━━ ОТРЫВОК ━━

Среди жандармских офицеров, с которыми мне пришлось прослужить в Московском управлении около девяти месяцев, находился ротмистр, исполнявший обязанности адъютанта по строевой и хозяйственной частям. В этой области секретов не могло быть, и все бумаги, проходившие по его столу, не имели на своём правом углу надписи «Секретно» или «Совершенно секретно». Тем не менее, когда я, приступая к моей новой должности, подошёл однажды к столу, за которым сидел этот ротмистр, он быстрым движением руки прикрыл от меня содержание лежавшей перед ним небольшой служебной записки и многозначительно заметил мне: «Виноват, господин поручик, это совершенно секретно!» Я был очень удивлён такой необыкновенной конспирацией, но потом неоднократно встречался с ней, главным образом там, где она вовсе не была нужна. Среди офицеров Корпуса жандармов встречались любители поиграть в Шерлока Холмса. На практике они обычно оказывались плохими детективами.
Я скоро усвоил все премудрости адъютантского дела, и мой новый начальник, генерал Шрамм, стал относиться ко мне ласково. Я научился составлять в общем несложные записки, которые требовались от меня по моей должности, и начальник управления подписывал их без поправок, хотя и был на этот счёт очень требователен. Одним, впрочем, я не мог удовлетворить его: генерал всюду ставил, где надо и не надо, запятые. Без этих запятых, расставленных им собственноручно, в дополнение к заранее уже проставленным автором, никакая служебная бумага его не удовлетворяла. Он употреблял лиловые чернила, и все служебные записки были покрыты многочисленными лиловыми запятыми.
В общем, это был ребёнок в генеральском жандармском мундире. Необыкновенная смесь наивности, немецкой пунктуальности, старческой, при случае, раздражительности и глубокой веры в значительность своих распоряжений и действий составляли сущность его характера. Как начальник дивизии в отношении Московского жандармского дивизиона, он регулярно посещал его, производил очередные смотры новобранцев, учебной команды и конского ремонта[59]
. Эти смотры представляли собой такие водевили, что я боюсь, что, описывая их в самом сокращённом виде, я не смогу убедить читателя в том, что я не сгущаю краски.По должности моей в Московском жандармском дивизионе, сначала в качестве начальника команды новобранцев, потом — начальника учебной команды, а затем и по должности исполняющего обязанности адъютанта начальника Московского губернского жандармского управления, мне пришлось неоднократно присутствовать на этих смотрах. Генерал Шрамм, как пехотинец в прошлом, ничего не понимал ни в лошадях, ни в верховой езде. Этим пользовались эскадронные командиры и при осмотре, например, новых, приведённых в ремонт лошадей неизменно проводили перед генералом раза по два, а то и по три наиболее «фасонистых» коней. На экзамене учебной команды генерал, благодушно улыбаясь, восторгался положительно всем. Подозвав какого-нибудь бравого, молодцеватого жандарма, вытянувшегося в струнку перед начальником дивизии, генерал начинал расспрашивать его: «Как твоя фамилия? Какой ты губернии? А у тебя есть брат или сестра?» На все ответы, вылетавшие истовым звуком из горла бравого жандарма, генерал благодушно повторял: «Прекрасно, братец, прекрасно!» Генерал красиво картавил, не совсем чисто выговаривал букву «р», и без конца повторял своё «прекрасно» — у него выходило «пгекгасно». Сказав «прекрасно, братец» и всё же не удовлетворяясь этим, он ещё раз выражал удовольствие или мне, как начальнику команды, или командиру того эскадрона, в котором числился отвечавший жандарм. Генерал не задавал обычных вопросов, относившихся к службе (он, по-видимому, мало что мог спросить в этой области), а ограничивался, так сказать, семейно-бытовыми. Например, указывая на совсем новое, расшитое красными петушками полотенце, заботливо повешенное в изголовье кровати, спрашивал жандарма, вытянувшегося в струнку в ногах кровати: «Это твоё полотенце, братец?» — «Так точно, ваше превосходительство, моё!» — следовал громогласный ответ. «Прекрасно, братец ты мой! Прекрасно! Кто же тебе вышивал это полотенце?» — «Так что, ваше превосходительство, сестра!» — «Прекрасно, братец! Спасибо, господин ротмистр! Очень хорошо!» — это уже обращаясь к командиру эскадрона. Затем следовали приблизительно такие вопросы: «А ты любишь свою сестру?» — «Люблю, ваше превосходительство!» — истово вопя, отвечал жандарм. И так до бесконечности с очень маленькими вариантами при каждом посещении жандармского дивизиона.

━━━
━━ СОХРАНЁННЫЕ ДАННЫЕ ━━

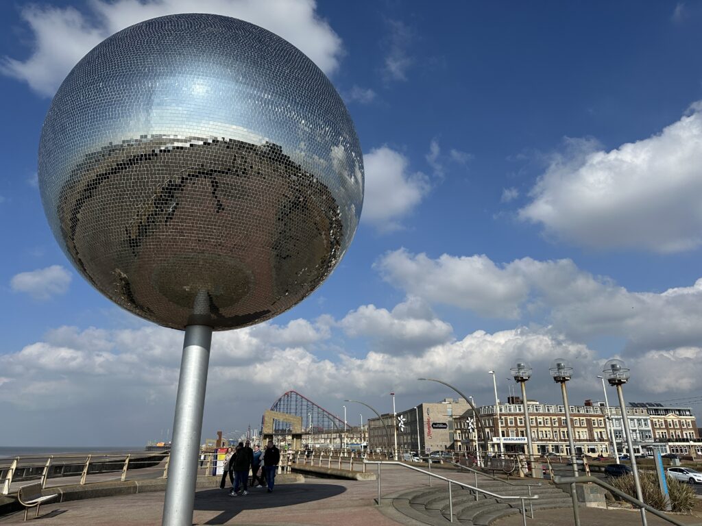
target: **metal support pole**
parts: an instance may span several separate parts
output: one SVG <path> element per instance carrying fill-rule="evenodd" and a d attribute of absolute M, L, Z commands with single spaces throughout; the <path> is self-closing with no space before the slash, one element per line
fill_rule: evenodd
<path fill-rule="evenodd" d="M 634 454 L 634 445 L 631 443 L 631 433 L 629 432 L 629 419 L 626 417 L 626 404 L 624 402 L 624 393 L 621 385 L 615 386 L 616 393 L 619 397 L 619 407 L 621 408 L 621 422 L 624 426 L 624 433 L 626 433 L 626 445 L 629 447 L 629 459 L 631 462 L 631 471 L 634 472 L 634 485 L 636 487 L 636 498 L 644 501 L 644 494 L 641 491 L 641 480 L 639 480 L 639 469 L 636 466 L 636 455 Z M 646 510 L 640 508 L 641 523 L 647 526 Z"/>
<path fill-rule="evenodd" d="M 451 490 L 451 480 L 449 481 L 449 515 L 451 522 L 453 522 L 453 495 Z"/>
<path fill-rule="evenodd" d="M 619 452 L 616 450 L 616 440 L 614 438 L 614 429 L 612 426 L 611 413 L 609 412 L 609 400 L 607 400 L 607 390 L 604 389 L 604 377 L 598 376 L 597 378 L 602 381 L 602 392 L 604 393 L 604 407 L 607 410 L 607 416 L 604 419 L 604 422 L 607 427 L 607 438 L 611 440 L 612 451 L 614 452 L 614 460 L 619 464 Z"/>
<path fill-rule="evenodd" d="M 432 457 L 429 457 L 427 460 L 429 461 L 429 487 L 432 487 Z"/>
<path fill-rule="evenodd" d="M 88 476 L 88 468 L 90 467 L 90 459 L 93 455 L 88 455 L 88 458 L 86 459 L 86 465 L 83 466 L 83 473 L 81 474 L 81 485 L 82 486 L 86 483 L 86 477 Z"/>
<path fill-rule="evenodd" d="M 395 411 L 395 393 L 390 393 L 392 395 L 392 430 L 395 431 L 395 459 L 399 460 L 399 457 L 397 456 L 397 412 Z"/>
<path fill-rule="evenodd" d="M 51 455 L 46 459 L 46 464 L 44 465 L 44 471 L 41 472 L 41 489 L 44 488 L 46 485 L 46 479 L 48 478 L 48 466 L 51 465 L 51 459 L 53 459 L 53 455 Z"/>
<path fill-rule="evenodd" d="M 171 447 L 171 473 L 166 484 L 162 526 L 192 524 L 197 454 L 200 450 L 211 342 L 211 327 L 185 328 Z"/>
<path fill-rule="evenodd" d="M 563 395 L 563 409 L 566 412 L 566 428 L 568 429 L 568 445 L 571 449 L 571 461 L 573 462 L 573 476 L 577 477 L 578 461 L 575 454 L 575 443 L 573 442 L 573 426 L 571 425 L 570 406 L 568 405 L 568 392 L 566 391 L 566 382 L 560 382 L 561 394 Z M 580 511 L 578 509 L 578 492 L 575 483 L 571 484 L 571 498 L 573 499 L 573 518 L 575 526 L 580 526 Z"/>
<path fill-rule="evenodd" d="M 526 448 L 529 450 L 529 462 L 531 466 L 531 476 L 534 476 L 534 444 L 531 443 L 531 423 L 529 419 L 529 409 L 526 407 L 526 382 L 520 382 L 522 385 L 522 403 L 524 408 L 524 424 L 526 425 Z"/>
<path fill-rule="evenodd" d="M 119 479 L 122 482 L 124 482 L 127 478 L 127 469 L 129 468 L 129 457 L 131 454 L 127 454 L 127 457 L 124 459 L 124 466 L 122 466 L 122 476 Z"/>
<path fill-rule="evenodd" d="M 380 465 L 378 464 L 378 505 L 380 505 Z"/>

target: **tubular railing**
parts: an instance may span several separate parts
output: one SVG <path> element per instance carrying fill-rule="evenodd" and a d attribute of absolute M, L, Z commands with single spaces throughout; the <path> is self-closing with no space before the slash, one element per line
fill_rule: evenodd
<path fill-rule="evenodd" d="M 163 471 L 159 466 L 168 459 L 168 454 L 158 452 L 144 453 L 106 453 L 65 455 L 34 455 L 15 457 L 0 460 L 0 494 L 8 494 L 13 482 L 36 480 L 46 485 L 50 478 L 77 477 L 85 485 L 88 478 L 95 475 L 119 473 L 108 478 L 126 480 L 127 471 Z M 105 478 L 103 477 L 103 480 Z"/>
<path fill-rule="evenodd" d="M 493 493 L 492 492 L 488 491 L 487 490 L 482 490 L 479 487 L 475 486 L 471 486 L 470 484 L 465 484 L 465 483 L 458 482 L 458 480 L 453 480 L 453 479 L 448 478 L 446 477 L 443 477 L 441 475 L 437 475 L 436 473 L 431 473 L 430 471 L 425 471 L 423 469 L 416 468 L 414 466 L 411 466 L 408 464 L 404 464 L 403 462 L 398 462 L 397 461 L 369 461 L 364 460 L 365 464 L 374 464 L 378 465 L 378 504 L 380 506 L 380 499 L 382 499 L 381 490 L 380 490 L 380 466 L 383 465 L 388 466 L 402 466 L 407 469 L 411 469 L 413 471 L 418 471 L 418 473 L 424 473 L 425 475 L 428 475 L 430 479 L 431 478 L 438 478 L 440 480 L 444 480 L 444 482 L 449 483 L 449 520 L 451 522 L 453 522 L 453 495 L 451 488 L 451 485 L 455 484 L 461 487 L 465 488 L 468 491 L 472 492 L 475 494 L 475 499 L 477 500 L 477 494 L 480 493 L 483 495 L 486 495 L 491 497 L 494 499 L 498 500 L 519 500 L 522 502 L 522 522 L 524 526 L 526 526 L 526 507 L 524 504 L 524 501 L 533 501 L 538 499 L 538 495 L 498 495 L 496 493 Z M 531 507 L 531 515 L 529 517 L 530 519 L 534 518 L 534 508 Z"/>
<path fill-rule="evenodd" d="M 553 482 L 555 483 L 556 484 L 573 484 L 573 483 L 575 483 L 575 484 L 584 484 L 585 483 L 592 483 L 593 484 L 597 485 L 600 487 L 604 487 L 607 491 L 611 492 L 613 494 L 614 494 L 616 495 L 618 495 L 622 499 L 623 499 L 624 500 L 627 501 L 628 502 L 630 502 L 632 504 L 633 504 L 636 507 L 640 508 L 642 508 L 643 509 L 646 510 L 649 513 L 652 513 L 653 515 L 655 515 L 656 517 L 659 517 L 660 518 L 663 519 L 663 520 L 667 520 L 668 522 L 670 522 L 671 524 L 675 525 L 675 526 L 702 526 L 702 524 L 700 524 L 700 523 L 698 523 L 696 525 L 694 525 L 694 524 L 691 524 L 691 523 L 685 524 L 684 522 L 681 522 L 679 520 L 676 520 L 673 517 L 670 517 L 670 515 L 666 515 L 665 513 L 663 513 L 660 510 L 657 510 L 655 508 L 653 508 L 653 507 L 649 506 L 648 504 L 645 504 L 644 502 L 642 502 L 638 499 L 636 499 L 636 498 L 632 497 L 631 495 L 629 495 L 629 494 L 628 494 L 626 493 L 624 493 L 624 492 L 621 491 L 621 490 L 616 489 L 614 486 L 611 486 L 611 485 L 607 484 L 606 482 L 604 482 L 604 481 L 600 480 L 597 477 L 592 477 L 592 476 L 586 476 L 586 477 L 562 477 L 562 476 L 559 476 L 557 475 L 556 476 L 555 476 L 553 478 Z"/>

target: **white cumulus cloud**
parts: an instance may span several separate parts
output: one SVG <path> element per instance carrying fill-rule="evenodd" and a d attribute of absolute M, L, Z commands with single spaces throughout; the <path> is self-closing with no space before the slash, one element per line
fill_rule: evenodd
<path fill-rule="evenodd" d="M 71 274 L 60 265 L 51 265 L 29 272 L 20 272 L 10 280 L 16 292 L 25 292 L 39 300 L 65 294 L 71 283 Z"/>
<path fill-rule="evenodd" d="M 411 172 L 409 160 L 387 146 L 364 155 L 363 164 L 366 189 L 362 220 L 383 232 L 402 228 L 402 220 L 429 193 L 428 179 Z"/>
<path fill-rule="evenodd" d="M 702 245 L 702 102 L 658 134 L 609 151 L 571 141 L 519 217 L 595 248 L 658 252 Z"/>
<path fill-rule="evenodd" d="M 208 13 L 272 31 L 331 74 L 343 54 L 342 41 L 316 8 L 314 0 L 91 0 L 84 11 L 30 4 L 22 9 L 22 18 L 33 34 L 31 54 L 25 60 L 5 57 L 0 71 L 51 97 L 73 66 L 111 34 L 159 16 Z"/>

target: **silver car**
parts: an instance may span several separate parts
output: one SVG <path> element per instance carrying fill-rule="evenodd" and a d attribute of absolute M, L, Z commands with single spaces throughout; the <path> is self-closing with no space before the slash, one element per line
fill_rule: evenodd
<path fill-rule="evenodd" d="M 690 484 L 702 484 L 702 473 L 691 468 L 668 468 L 666 473 L 673 478 Z"/>

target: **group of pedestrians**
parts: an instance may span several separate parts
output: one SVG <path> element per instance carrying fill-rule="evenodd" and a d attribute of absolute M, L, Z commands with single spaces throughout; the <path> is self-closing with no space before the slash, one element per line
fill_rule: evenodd
<path fill-rule="evenodd" d="M 227 482 L 227 475 L 232 483 L 232 497 L 249 494 L 249 471 L 253 474 L 251 487 L 268 487 L 268 492 L 273 491 L 275 484 L 275 472 L 280 462 L 280 450 L 275 447 L 272 440 L 268 440 L 265 451 L 261 451 L 258 445 L 251 449 L 251 443 L 239 442 L 233 450 L 230 447 L 225 455 L 224 473 L 220 487 L 223 490 Z"/>

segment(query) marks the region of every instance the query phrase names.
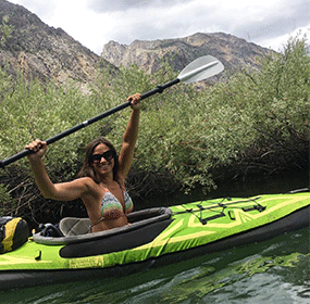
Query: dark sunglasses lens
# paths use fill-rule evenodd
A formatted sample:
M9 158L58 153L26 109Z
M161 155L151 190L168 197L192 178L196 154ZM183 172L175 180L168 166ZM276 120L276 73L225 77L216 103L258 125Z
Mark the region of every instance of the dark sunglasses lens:
M113 152L111 150L104 152L102 154L102 156L107 160L107 161L110 161L111 159L113 159Z
M90 163L99 163L102 157L104 157L107 161L110 161L113 159L113 152L109 150L102 154L92 154L90 155L89 161Z

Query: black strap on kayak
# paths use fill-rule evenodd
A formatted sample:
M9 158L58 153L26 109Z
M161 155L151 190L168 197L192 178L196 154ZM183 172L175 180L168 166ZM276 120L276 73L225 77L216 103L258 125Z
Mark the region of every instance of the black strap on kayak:
M191 214L194 214L194 215L199 219L199 221L200 221L202 225L206 225L208 221L210 221L210 220L212 220L212 219L216 219L216 218L220 218L220 217L225 216L224 210L225 210L226 207L230 207L230 208L239 208L239 207L237 207L237 206L233 206L233 205L235 205L235 204L247 203L247 202L253 202L253 203L256 203L255 205L249 206L249 207L240 207L240 208L241 208L244 212L250 212L250 211L259 211L259 212L262 212L262 211L264 211L264 210L265 210L265 206L262 206L259 202L257 202L258 199L260 199L260 197L257 197L257 198L255 198L255 199L240 200L240 201L235 201L235 202L234 202L234 201L232 201L231 198L224 198L224 199L222 199L221 202L214 203L214 205L212 205L212 206L203 207L201 204L197 204L198 210L186 208L186 207L183 205L184 208L185 208L185 211L176 212L176 213L174 213L174 214L191 213ZM225 200L227 200L228 202L224 203ZM214 208L219 208L219 207L221 207L222 211L219 212L219 211L214 210ZM215 215L213 215L213 216L209 216L209 217L204 217L204 218L203 218L203 217L202 217L202 212L203 212L204 210L211 210L211 211L213 210L213 212L216 212L218 214L215 214ZM200 212L200 216L197 216L197 215L196 215L196 213L198 213L198 212ZM231 212L228 212L228 215L230 215L230 218L231 218L231 219L235 219L235 218L233 217L233 215L232 215Z

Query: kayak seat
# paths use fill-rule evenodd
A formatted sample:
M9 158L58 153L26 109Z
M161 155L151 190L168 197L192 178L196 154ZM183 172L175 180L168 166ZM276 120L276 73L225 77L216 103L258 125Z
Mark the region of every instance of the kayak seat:
M59 228L64 236L80 236L90 232L89 218L64 217L59 223Z

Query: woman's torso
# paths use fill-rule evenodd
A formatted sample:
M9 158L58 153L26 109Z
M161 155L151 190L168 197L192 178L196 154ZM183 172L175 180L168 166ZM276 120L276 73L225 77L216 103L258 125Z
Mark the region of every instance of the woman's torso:
M83 198L92 226L92 232L128 224L126 215L133 211L133 202L124 183L109 186L94 182L88 195Z

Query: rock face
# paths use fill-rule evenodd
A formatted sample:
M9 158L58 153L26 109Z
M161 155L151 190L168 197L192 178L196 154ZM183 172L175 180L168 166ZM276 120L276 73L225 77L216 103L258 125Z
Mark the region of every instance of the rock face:
M103 46L101 58L116 66L135 63L147 73L152 73L162 60L168 60L175 71L181 71L193 60L206 54L218 58L226 69L245 65L258 67L257 58L269 53L269 49L232 35L197 33L179 39L136 40L131 46L110 41Z
M3 24L11 28L8 37ZM27 79L52 78L59 84L74 80L86 92L97 69L107 65L115 71L121 64L136 63L153 73L162 61L168 61L181 71L198 56L210 54L221 60L226 69L235 69L244 65L257 67L257 58L269 53L232 35L198 33L179 39L136 40L131 46L110 41L98 56L61 28L48 26L21 5L0 0L0 67L10 74L22 69Z
M25 8L0 0L0 25L4 16L13 30L0 46L2 68L10 74L21 68L26 78L45 80L52 77L60 84L73 79L86 86L91 81L99 61L102 61L100 56L61 28L46 25ZM0 30L0 38L1 35Z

━━━

# ЗАДАНИЯ
A: Верните из отрывка дословно всё от «Я скоро усвоил» и до «многочисленными лиловыми запятыми.» включительно.
B: Ответьте по отрывку на вопросы:
(i) Около скольких месяцев автор прослужил в Московском управлении?
(ii) Какого цвета были чернила, которыми генерал Шрамм ставил запятые?
(iii) Кто, по словам жандарма, вышил ему полотенце?
Строки для этих заданий не нужны.

# ОТВЕТЫ К ЗАДАНИЯМ
A:
Я скоро усвоил все премудрости адъютантского дела, и мой новый начальник, генерал Шрамм, стал относиться ко мне ласково. Я научился составлять в общем несложные записки, которые требовались от меня по моей должности, и начальник управления подписывал их без поправок, хотя и был на этот счёт очень требователен. Одним, впрочем, я не мог удовлетворить его: генерал всюду ставил, где надо и не надо, запятые. Без этих запятых, расставленных им собственноручно, в дополнение к заранее уже проставленным автором, никакая служебная бумага его не удовлетворяла. Он употреблял лиловые чернила, и все служебные записки были покрыты многочисленными лиловыми запятыми.

B:
(i) Около девяти месяцев.
(ii) Лиловые.
(iii) Сестра.